(Questions to answer)
(A) Using the blog post on Snowflake Iceberg tables, answer these questions, marking each answer (i), (ii), (iii) on its own line:
(i) On what date did Apache Iceberg tables become generally available on Snowflake?
(ii) Which open file formats are given as examples of what Iceberg acts as an abstraction layer over?
(iii) Which data processing engines are named as compatible with Iceberg?
(B) Can you reproduce, word for word, the part of the blog post on Snowflake Iceberg tables that opens with the words containing "Operational complexity" and closes with "requiring careful optimization."?

(Extracted text)
Leveraging dbt with Snowflake Iceberg tables: A modern approach to Data Modeling

On June 10th 2024 Apache Iceberg tables became generally available on Snowflake. This blog will focus on creating Iceberg tables on Snowflake and illustrate how this is integrated with dbt.

What are Iceberg Tables?

Iceberg tables utilize the Apache Iceberg open table format, which acts as an abstraction layer over data files stored in open formats such as Parquet, ORC, and Avro. Like Delta Lake, Apache Iceberg brings transactional consistency and structured table management to unstructured data lakes, effectively turning them into high-performance data lakehouses. Users can interact with Iceberg tables using SQL, much like in a relational database, while actually working directly with underlying data files.

A core component of Iceberg is the catalog, which maintains metadata about tables, including schemas, snapshots, and partition layouts. Serving as a centralized source of truth, the catalog enables efficient query optimization and incremental updates. Snowflake supports querying Iceberg tables through either external catalogs or a Snowflake-managed catalog, allowing users to analyze externally stored data while taking advantage of Snowflake’s compute engine.

Analysing the usage of Iceberg tables

Snowflake traditionally functions as a data warehouse—a fully managed platform optimized for structured data and analytics. However, with the rise of data lakehouses, which offer greater flexibility for handling both structured and unstructured data, Snowflake has embraced Apache Iceberg to meet this demand. By supporting Iceberg tables, Snowflake enables users to store data outside its internal storage, allowing them to keep data in their own cloud accounts while seamlessly querying and processing it within Snowflake.

Benefits

Flexibility

Iceberg tables allow you to use external storage systems, reducing dependency on Snowflake’s internal storage and avoiding vendor lock-in.

Scalability

Designed for massive datasets, Iceberg optimizes queries with advanced partitioning, metadata pruning, and snapshot isolation.

Interoperability

Iceberg is compatible with various data processing engines, such as Spark and Hive, fostering a multi-tool ecosystem.

Time Travel and Versioning

It enables access to historical data, supporting use cases like auditing, debugging, and recovering previous table states.

Trade offs

Operational complexity

The management of external storage configurations, the assurance of data protection, and the establishment of recovery processes are the exclusive responsibility of the user.

Performance dependancy

Query performance can vary depending on the external storage system and catalog setup, requiring careful optimization.

(Data shown)
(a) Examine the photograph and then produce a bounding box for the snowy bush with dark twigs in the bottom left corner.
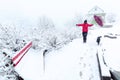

(Answers per task)
(A)
(i) June 10th 2024
(ii) Parquet, ORC, and Avro
(iii) Spark and Hive

(B)
Operational complexity

The management of external storage configurations, the assurance of data protection, and the establishment of recovery processes are the exclusive responsibility of the user.

Performance dependancy

Query performance can vary depending on the external storage system and catalog setup, requiring careful optimization.